> PROBLEM REQUIREMENTS
If a line in the entries below includes "lawn", pick it out and copy it.

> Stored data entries
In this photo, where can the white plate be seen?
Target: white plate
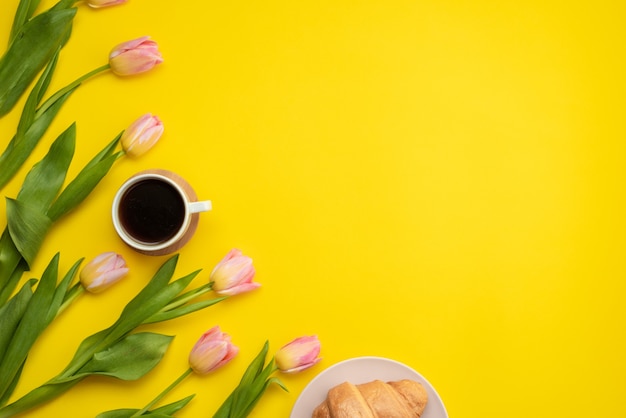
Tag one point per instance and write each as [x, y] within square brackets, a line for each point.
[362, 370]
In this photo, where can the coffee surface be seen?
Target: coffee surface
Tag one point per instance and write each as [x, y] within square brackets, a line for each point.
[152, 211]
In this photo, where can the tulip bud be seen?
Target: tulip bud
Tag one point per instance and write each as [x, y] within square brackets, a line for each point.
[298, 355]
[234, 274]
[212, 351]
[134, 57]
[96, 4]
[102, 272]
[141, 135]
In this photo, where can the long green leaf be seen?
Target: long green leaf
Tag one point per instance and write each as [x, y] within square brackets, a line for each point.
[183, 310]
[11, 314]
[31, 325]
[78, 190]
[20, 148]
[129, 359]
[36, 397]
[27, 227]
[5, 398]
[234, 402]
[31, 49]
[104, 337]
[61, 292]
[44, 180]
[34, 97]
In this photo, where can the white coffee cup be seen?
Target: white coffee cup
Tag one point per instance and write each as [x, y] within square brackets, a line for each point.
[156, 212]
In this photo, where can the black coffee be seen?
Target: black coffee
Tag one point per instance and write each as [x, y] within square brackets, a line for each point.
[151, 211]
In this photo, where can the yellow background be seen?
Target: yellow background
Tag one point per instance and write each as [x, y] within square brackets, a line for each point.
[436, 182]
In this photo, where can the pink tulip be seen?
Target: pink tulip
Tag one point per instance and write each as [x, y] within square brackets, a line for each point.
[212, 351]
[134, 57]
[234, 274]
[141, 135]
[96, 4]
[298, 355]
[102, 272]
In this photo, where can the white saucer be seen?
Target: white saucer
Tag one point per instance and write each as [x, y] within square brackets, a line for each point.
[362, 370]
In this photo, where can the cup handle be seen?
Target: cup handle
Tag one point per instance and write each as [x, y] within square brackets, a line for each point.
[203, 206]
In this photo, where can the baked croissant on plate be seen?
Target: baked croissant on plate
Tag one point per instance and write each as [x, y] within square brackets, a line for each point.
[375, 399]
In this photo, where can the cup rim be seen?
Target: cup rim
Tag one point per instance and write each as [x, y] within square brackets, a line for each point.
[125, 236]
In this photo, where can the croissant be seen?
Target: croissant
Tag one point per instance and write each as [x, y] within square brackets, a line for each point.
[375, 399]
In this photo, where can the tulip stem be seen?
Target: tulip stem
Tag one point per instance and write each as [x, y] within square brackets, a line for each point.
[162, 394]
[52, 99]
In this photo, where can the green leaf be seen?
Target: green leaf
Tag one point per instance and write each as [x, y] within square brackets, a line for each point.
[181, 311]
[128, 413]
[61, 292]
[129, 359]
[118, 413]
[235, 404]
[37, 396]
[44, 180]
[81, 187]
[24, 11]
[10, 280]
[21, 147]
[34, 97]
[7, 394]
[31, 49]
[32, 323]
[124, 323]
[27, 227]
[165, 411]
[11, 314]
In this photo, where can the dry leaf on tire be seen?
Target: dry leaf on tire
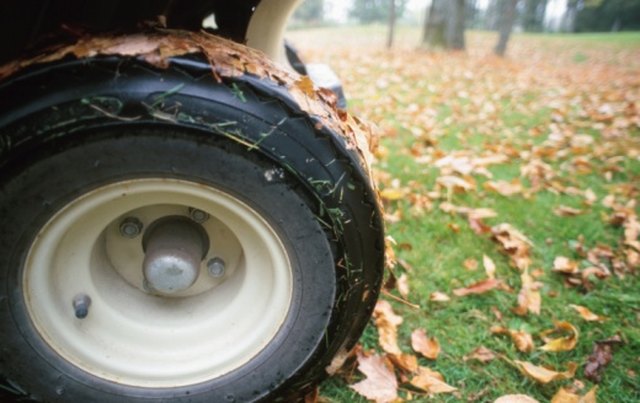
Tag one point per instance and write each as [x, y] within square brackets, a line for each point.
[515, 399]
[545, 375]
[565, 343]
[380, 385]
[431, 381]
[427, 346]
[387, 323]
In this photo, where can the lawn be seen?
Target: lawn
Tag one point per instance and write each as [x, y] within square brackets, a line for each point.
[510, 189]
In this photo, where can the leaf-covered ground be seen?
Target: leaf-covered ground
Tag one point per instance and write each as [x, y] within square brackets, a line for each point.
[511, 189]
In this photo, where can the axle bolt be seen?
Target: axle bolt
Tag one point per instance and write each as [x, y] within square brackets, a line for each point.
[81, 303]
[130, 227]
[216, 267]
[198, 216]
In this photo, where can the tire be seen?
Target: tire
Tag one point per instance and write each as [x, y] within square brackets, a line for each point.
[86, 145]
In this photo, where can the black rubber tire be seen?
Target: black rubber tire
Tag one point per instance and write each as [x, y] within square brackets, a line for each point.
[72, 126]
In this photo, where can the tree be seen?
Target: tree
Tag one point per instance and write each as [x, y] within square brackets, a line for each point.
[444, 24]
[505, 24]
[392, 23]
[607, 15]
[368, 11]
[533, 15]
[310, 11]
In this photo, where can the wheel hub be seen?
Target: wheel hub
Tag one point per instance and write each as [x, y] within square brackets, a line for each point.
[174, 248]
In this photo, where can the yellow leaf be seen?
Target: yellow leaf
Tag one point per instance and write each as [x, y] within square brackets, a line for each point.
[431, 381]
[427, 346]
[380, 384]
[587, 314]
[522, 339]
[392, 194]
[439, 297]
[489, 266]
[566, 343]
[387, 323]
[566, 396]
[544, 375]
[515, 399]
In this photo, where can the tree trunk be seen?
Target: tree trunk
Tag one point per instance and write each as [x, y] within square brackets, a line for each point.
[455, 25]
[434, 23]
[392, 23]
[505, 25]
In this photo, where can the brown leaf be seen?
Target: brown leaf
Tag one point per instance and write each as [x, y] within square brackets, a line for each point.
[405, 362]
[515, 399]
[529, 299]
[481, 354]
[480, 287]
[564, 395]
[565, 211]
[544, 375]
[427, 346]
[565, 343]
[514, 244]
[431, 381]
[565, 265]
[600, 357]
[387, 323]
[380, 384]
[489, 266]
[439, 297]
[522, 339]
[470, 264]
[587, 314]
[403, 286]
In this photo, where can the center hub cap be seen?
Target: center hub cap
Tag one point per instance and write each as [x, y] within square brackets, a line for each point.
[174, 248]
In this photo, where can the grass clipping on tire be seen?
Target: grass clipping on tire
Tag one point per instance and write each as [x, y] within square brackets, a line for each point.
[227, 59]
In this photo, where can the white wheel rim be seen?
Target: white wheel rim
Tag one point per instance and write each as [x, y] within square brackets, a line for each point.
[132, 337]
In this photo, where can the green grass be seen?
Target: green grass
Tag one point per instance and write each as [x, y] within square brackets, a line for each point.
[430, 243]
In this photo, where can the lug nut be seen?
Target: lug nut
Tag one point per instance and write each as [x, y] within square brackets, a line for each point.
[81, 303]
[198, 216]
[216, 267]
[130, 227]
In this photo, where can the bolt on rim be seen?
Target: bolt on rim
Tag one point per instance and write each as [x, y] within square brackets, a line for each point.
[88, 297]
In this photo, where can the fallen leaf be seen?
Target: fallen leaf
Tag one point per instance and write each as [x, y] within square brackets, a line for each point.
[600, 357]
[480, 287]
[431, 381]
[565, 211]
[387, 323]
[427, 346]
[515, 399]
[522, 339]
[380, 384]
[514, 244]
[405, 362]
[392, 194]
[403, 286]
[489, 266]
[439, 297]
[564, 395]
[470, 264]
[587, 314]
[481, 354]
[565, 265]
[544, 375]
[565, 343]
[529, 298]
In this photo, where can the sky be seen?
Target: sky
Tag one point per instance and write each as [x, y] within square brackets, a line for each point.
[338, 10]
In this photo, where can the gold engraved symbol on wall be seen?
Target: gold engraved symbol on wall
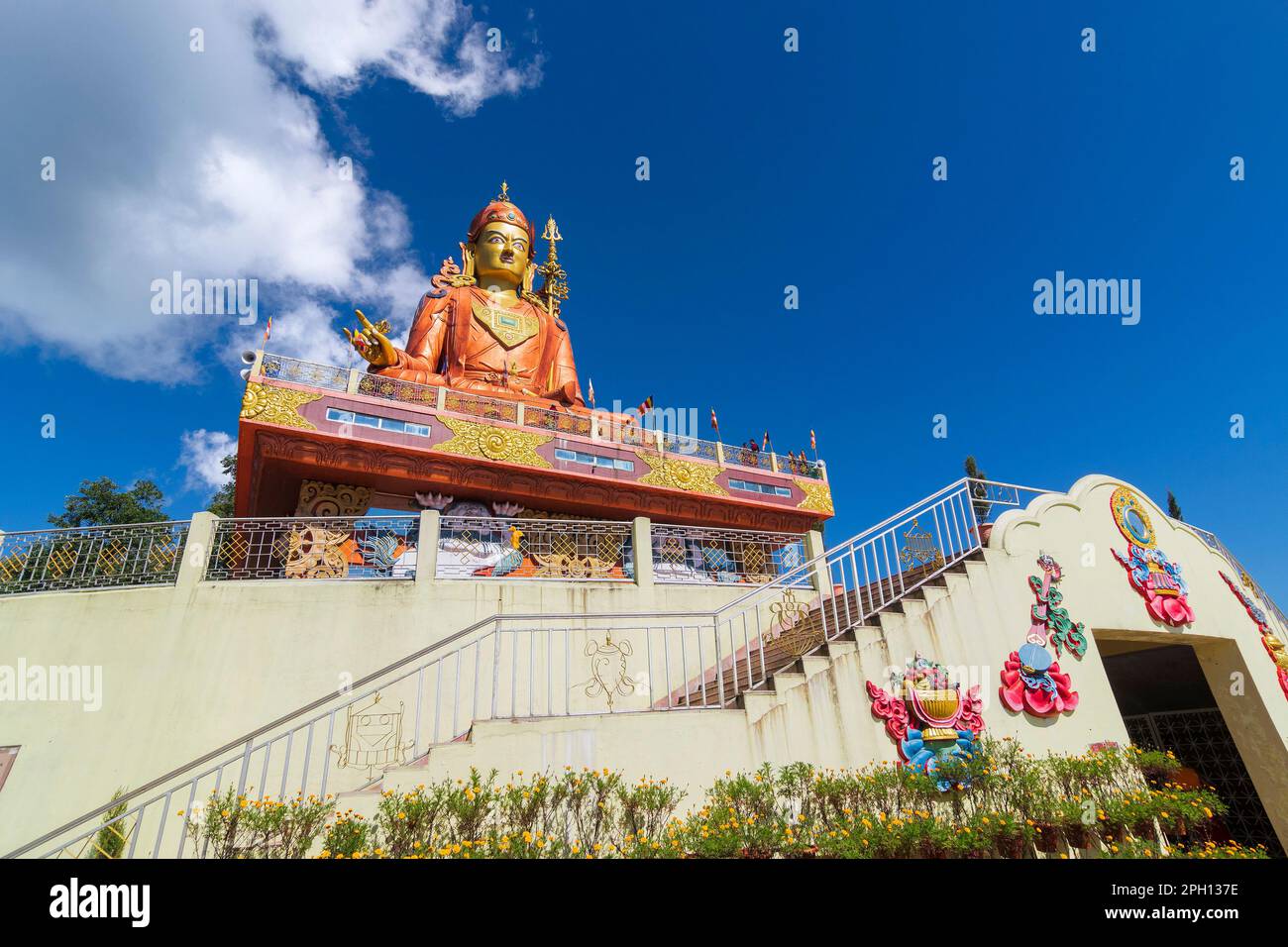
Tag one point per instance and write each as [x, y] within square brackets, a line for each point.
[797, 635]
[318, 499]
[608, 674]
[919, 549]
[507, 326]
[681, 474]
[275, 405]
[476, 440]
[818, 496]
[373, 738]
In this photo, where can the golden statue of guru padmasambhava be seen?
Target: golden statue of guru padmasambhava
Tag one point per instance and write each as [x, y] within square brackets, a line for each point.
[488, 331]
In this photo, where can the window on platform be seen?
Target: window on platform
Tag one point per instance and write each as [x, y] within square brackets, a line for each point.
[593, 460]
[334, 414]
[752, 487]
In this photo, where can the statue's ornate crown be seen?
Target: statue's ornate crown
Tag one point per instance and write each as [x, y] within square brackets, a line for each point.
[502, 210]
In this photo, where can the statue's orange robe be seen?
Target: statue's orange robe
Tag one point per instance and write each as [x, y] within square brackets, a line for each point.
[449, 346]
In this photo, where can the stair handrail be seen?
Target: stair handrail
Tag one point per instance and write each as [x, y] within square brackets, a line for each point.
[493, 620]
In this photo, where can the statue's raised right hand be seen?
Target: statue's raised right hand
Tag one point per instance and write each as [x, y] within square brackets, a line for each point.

...

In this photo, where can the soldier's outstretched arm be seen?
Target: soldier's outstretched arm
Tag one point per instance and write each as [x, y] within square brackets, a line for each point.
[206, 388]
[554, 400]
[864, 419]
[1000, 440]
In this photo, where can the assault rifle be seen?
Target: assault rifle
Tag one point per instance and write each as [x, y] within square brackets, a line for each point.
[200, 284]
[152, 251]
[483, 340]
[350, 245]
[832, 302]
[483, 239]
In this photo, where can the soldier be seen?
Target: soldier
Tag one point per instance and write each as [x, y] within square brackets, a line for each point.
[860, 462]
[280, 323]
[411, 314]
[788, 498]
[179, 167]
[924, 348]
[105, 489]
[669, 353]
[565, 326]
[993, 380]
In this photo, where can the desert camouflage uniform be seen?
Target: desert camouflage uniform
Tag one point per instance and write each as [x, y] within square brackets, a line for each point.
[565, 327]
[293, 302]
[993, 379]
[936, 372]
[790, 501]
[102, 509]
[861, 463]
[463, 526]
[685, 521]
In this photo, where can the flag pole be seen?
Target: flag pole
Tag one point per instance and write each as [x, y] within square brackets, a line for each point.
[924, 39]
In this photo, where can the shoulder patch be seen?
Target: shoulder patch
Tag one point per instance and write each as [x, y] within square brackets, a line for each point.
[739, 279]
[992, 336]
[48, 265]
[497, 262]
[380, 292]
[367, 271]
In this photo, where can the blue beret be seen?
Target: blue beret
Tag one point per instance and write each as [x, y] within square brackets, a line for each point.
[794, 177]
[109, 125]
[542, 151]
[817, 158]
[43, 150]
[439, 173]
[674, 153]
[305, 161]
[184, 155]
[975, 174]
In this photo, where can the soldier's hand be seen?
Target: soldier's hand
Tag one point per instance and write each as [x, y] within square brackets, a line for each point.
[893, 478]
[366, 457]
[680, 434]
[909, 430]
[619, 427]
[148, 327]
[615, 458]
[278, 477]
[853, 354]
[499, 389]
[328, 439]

> RESPONSE TO THIS TASK
In this photo, where can the lawn be seen?
Target: lawn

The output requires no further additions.